Task prompt: Repeat the stretch of lines from the one containing "Mark each instance of the gravel ground" through the one containing "Target: door handle", both included, exactly as they appear.

* * *

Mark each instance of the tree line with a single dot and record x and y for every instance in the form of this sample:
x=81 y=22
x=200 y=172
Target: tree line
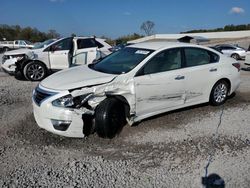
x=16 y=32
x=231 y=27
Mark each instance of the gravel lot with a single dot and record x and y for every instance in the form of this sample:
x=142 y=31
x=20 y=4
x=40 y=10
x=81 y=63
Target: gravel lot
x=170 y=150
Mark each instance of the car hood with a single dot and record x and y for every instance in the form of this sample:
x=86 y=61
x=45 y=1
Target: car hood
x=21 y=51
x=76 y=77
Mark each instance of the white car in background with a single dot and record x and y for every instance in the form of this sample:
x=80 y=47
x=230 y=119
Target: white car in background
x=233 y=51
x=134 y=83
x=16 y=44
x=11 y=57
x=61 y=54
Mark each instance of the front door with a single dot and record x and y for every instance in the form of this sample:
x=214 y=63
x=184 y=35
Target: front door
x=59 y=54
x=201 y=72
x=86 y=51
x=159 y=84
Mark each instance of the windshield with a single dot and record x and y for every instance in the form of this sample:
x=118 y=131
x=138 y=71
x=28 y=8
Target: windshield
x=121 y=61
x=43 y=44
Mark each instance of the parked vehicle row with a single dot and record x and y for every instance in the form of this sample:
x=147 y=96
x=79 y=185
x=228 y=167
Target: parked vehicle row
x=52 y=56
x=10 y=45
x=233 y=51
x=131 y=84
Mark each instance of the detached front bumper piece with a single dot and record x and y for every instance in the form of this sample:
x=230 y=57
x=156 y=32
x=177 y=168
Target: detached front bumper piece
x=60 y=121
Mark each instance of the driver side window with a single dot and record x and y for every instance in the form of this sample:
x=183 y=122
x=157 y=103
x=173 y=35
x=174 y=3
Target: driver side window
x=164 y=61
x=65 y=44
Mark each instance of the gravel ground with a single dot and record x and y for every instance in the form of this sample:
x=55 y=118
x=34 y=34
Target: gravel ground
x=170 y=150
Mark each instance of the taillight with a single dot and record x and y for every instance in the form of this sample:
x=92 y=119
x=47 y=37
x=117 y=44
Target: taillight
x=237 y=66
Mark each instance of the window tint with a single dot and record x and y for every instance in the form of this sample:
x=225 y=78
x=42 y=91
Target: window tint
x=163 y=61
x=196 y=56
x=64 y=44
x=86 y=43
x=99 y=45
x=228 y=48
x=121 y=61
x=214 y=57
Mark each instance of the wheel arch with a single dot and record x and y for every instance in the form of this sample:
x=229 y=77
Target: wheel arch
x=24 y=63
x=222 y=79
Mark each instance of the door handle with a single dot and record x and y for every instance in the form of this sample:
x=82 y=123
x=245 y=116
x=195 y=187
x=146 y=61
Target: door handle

* * *

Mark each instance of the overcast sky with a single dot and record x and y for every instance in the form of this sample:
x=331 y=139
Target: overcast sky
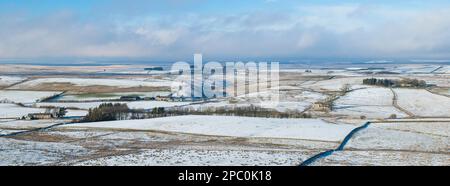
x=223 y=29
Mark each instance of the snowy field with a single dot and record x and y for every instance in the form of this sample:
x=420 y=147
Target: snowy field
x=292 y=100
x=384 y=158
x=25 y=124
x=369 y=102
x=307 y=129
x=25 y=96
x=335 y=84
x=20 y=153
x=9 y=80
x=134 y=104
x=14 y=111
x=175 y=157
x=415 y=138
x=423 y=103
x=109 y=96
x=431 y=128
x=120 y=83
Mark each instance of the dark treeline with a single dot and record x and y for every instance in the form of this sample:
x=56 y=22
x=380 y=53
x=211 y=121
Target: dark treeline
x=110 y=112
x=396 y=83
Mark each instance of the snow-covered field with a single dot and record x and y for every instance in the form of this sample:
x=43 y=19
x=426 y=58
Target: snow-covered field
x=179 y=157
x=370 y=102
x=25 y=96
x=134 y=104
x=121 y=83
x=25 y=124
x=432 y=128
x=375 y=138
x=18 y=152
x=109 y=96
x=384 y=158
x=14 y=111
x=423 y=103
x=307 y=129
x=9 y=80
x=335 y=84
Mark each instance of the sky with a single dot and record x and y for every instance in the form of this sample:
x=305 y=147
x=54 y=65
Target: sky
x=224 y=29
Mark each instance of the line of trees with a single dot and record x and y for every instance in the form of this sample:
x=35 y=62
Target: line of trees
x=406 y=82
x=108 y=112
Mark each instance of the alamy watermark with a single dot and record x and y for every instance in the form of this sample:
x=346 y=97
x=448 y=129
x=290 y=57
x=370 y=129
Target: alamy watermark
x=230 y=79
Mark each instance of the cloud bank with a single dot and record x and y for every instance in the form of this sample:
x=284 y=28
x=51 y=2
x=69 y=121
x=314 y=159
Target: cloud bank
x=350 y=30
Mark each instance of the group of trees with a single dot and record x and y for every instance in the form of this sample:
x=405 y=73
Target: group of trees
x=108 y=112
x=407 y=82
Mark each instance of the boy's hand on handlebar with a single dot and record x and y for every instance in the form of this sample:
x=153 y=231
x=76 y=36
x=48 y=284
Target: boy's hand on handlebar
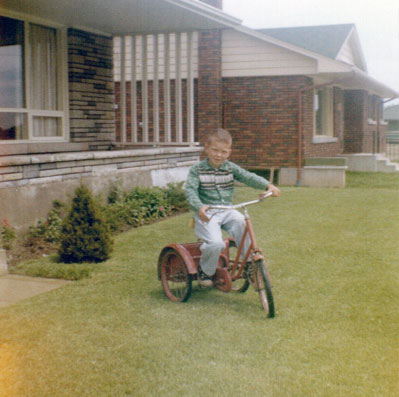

* * *

Full solution:
Mark each instance of the gravel ground with a single dot and record x and y for every instance in the form of this sample:
x=55 y=118
x=34 y=34
Target: gravel ground
x=170 y=150
Mark each instance of the taillight with a single dot and record x and y for every instance in the form of this sample:
x=92 y=119
x=47 y=37
x=117 y=44
Target: taillight
x=237 y=66
Mark each instance of the window tint with a single dot and record x and y for every instance in the form of this sample:
x=225 y=78
x=42 y=91
Target: window tint
x=163 y=61
x=196 y=56
x=64 y=44
x=86 y=43
x=99 y=45
x=228 y=48
x=121 y=61
x=214 y=57
Mark each instance of the wheel arch with a single dot and record x and y for every instance in the form of this sample:
x=229 y=77
Target: wheel arch
x=24 y=63
x=222 y=79
Mark each instance of the door handle with a single dot and record x and y for every instance in the form of this sample:
x=82 y=123
x=245 y=116
x=195 y=187
x=146 y=61
Target: door handle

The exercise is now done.